- EXERCISE -
Each record must be repeated exactly. None may be dropped.

[Start of section]

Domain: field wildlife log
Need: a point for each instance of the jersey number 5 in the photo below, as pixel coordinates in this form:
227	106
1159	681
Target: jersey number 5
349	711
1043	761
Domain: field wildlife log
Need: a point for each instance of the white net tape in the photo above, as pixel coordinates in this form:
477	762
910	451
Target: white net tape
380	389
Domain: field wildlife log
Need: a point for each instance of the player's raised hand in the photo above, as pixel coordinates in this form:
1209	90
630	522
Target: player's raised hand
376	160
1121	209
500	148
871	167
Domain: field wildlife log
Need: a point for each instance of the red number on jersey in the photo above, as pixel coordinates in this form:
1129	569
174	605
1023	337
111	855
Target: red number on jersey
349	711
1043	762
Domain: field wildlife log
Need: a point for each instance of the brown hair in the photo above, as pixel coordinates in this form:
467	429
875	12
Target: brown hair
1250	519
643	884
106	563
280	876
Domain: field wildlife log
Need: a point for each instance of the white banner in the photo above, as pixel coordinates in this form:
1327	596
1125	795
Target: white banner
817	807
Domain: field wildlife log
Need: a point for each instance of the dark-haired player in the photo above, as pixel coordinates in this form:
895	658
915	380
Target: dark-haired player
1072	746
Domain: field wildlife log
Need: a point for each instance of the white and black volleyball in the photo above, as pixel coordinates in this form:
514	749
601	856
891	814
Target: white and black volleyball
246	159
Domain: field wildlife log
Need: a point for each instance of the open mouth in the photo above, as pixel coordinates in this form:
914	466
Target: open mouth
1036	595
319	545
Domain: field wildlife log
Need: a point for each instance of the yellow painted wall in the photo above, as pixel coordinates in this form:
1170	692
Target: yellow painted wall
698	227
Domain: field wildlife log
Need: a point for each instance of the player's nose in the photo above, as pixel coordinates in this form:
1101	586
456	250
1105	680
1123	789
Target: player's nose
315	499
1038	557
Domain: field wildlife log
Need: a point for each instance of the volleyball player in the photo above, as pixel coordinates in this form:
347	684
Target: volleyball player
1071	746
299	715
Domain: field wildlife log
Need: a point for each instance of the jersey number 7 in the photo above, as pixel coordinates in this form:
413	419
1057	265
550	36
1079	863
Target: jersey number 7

[End of section]

- WRITTEN RESPONSE -
Domain: field wildlife log
Need: a point for each instance of the jersey number 5 in the photo below, as pixel coordinates in this form:
227	106
1159	681
Target: jersey number 5
349	711
1043	761
Domain: field wildlife log
Need: a point for each instance of the white net tape in the photo above, as pixel coordinates in this form:
477	762
910	451
Target: white net tape
380	389
Domain: field wildlife log
Need: a point for each instance of the player's raised hand in the photo above, as pixel coordinates in this form:
1209	90
630	522
Target: player's raised hand
376	160
1121	209
500	148
871	167
Domain: field wildlife log
Need: a point for each instance of the red number on jersey in the photo above, as pixel coordinates in this form:
1129	569
174	605
1023	337
111	855
Target: red number on jersey
349	711
1043	762
Domain: field wildlife log
Need: a point for each instance of the brown hair in the photo above, as pixel coordinates in this form:
467	429
875	12
Target: brown hair
1250	519
643	884
106	563
280	876
Domain: field wildlife log
Need: a point for each instance of the white banner in the photo above, as pixel coordinates in this form:
1327	596
1125	795
Target: white banner
817	807
Domain: field wildlife log
Need: a point for each instance of the dark-haired player in the photo above, as pixel coordinates in this form:
895	658
915	380
Target: dark-haired player
1072	746
Domain: field wildlife log
Need: a point for each instance of the white and black volleyball in the photo above, as pixel coordinates in this form:
514	749
601	856
891	814
Target: white and black volleyball
246	159
Domain: field wildlife log
Need: a point for each instance of the open mouth in the photo above, as pixel coordinates in this form:
914	466
Target: open mouth
1036	595
319	545
Domain: field wildlife log
Need: a point for each instance of the yellow painted wall in the photo above, as pixel coordinates in this form:
1170	692
Target: yellow painted wall
698	227
Domain: field wildlife log
Need: a point for each instance of the player's nose in the photo above, as pixel coordinates in this form:
1101	586
456	250
1105	680
1123	789
Target: player's nose
315	499
1038	557
Domain: field wildlife log
Need: a point for each instance of the volleyball player in the photo above, as pixel coordinates in this form:
347	684
Target: volleyball player
1071	746
299	715
Domain: field wildlife log
Need: a point for each instance of the jersey number 7 in the photo above, as pixel coordinates in this form:
413	419
1057	265
550	36
1079	863
Target: jersey number 7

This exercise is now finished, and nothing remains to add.